(Passage provided)
Brick & Mortar gaming expansion continues in US

Posted by Steve Ruddock on Nov 16, 2012 Posted in Legal Poker News, Live Poker News | No Comments »

Online poker is still a very contentious issue around the country, both at the state and federal live, but it appears that Brick & Mortar gambling is becoming far more acceptable to state legislatures as well as residents who are continually passing legislation and referendums to expand gambling within their borders.

The latest rash of expanded gambling came in the recent election, where Maryland and Rhode Island both voted to expand gambling, turning their slot parlors into full casinos with table games, including poker. Maryland’s expansion is the larger of the two, while Rhode Island will turn its slot casino, Twin Rivers, into a full-fledged gambling parlor with table games and poker. Rhode Island voters did vote against expanded gambling in Newport.

Maryland will see their expansion occur in two phases; according to the Baltimore Sun from this website,” Current plans for Maryland Live call for blackjack, roulette, craps, baccarat and sic bo tables to be ready in the spring. No poker tables will be added in the first phase, but eventually up to one-third of the casino’s tables will be for poker games.” A spokesman for Maryland Live says the casino took table games into consideration when they designed the premises, and the transition from slots parlor to full casino should be relatively seamless.

In both locales the measures will see an increase in jobs as well as revenue for the state. Maryland’s expansion is expected to see some 800 dealers hired, replacing the video versions of table games currently in place, as well as increased jobs in security, hospitality and other areas of the casino.
(End Passage provided)
(Dataset records)
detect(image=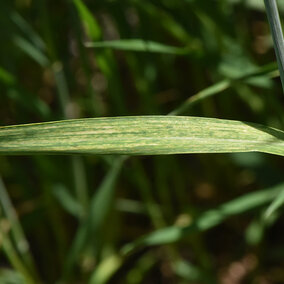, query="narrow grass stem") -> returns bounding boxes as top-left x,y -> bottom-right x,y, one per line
264,0 -> 284,91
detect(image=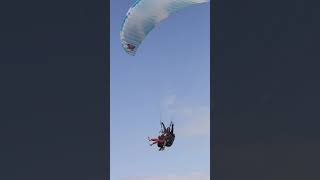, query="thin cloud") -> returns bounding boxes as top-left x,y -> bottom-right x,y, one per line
163,94 -> 210,137
176,107 -> 210,137
122,173 -> 210,180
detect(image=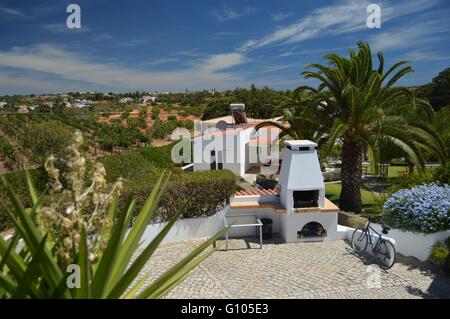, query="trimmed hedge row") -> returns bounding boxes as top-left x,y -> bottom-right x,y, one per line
156,170 -> 236,221
0,145 -> 236,231
0,168 -> 48,231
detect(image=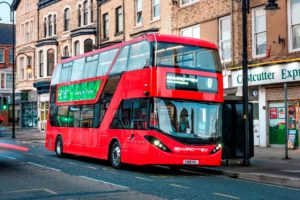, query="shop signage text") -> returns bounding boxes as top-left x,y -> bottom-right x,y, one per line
232,62 -> 300,87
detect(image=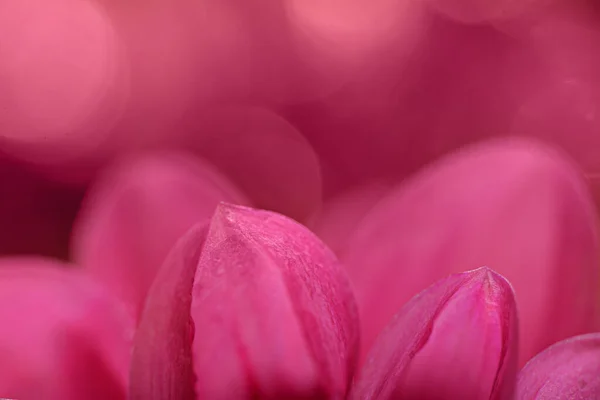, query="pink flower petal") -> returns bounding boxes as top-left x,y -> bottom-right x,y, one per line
0,258 -> 133,400
308,182 -> 391,254
72,154 -> 246,319
129,225 -> 208,400
191,204 -> 358,400
515,333 -> 600,400
0,0 -> 126,170
340,141 -> 600,365
350,268 -> 518,400
182,107 -> 322,221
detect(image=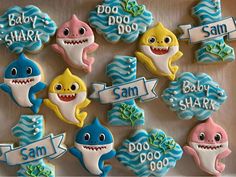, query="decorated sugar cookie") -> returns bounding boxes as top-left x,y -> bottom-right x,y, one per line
0,115 -> 67,177
184,118 -> 231,176
0,54 -> 46,113
52,15 -> 98,72
89,0 -> 153,43
0,5 -> 57,53
135,23 -> 183,80
116,129 -> 183,177
162,72 -> 227,120
90,56 -> 157,126
44,68 -> 90,127
69,118 -> 116,176
180,0 -> 236,63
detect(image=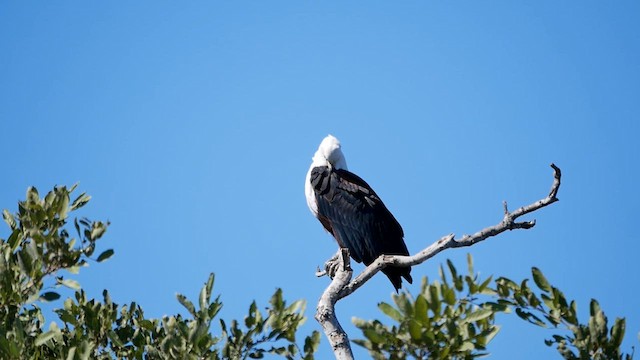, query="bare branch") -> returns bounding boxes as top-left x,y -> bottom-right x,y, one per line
315,249 -> 353,360
315,164 -> 561,359
338,164 -> 561,299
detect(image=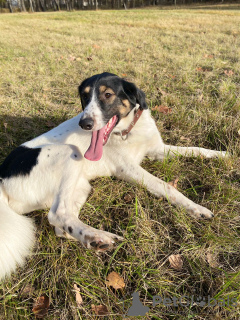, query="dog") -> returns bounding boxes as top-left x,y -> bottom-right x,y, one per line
0,72 -> 226,278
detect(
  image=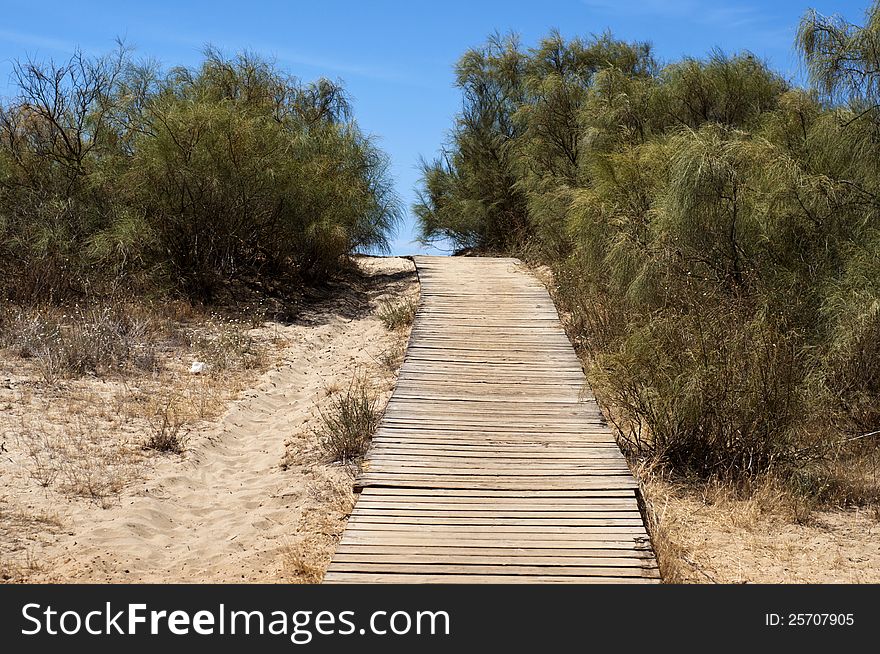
(End Dataset records)
According to the article on gambling expansion, how many dealers is Maryland's expansion expected to hire? Answer using only the article on gambling expansion.

**Your response:**
Some 800 dealers.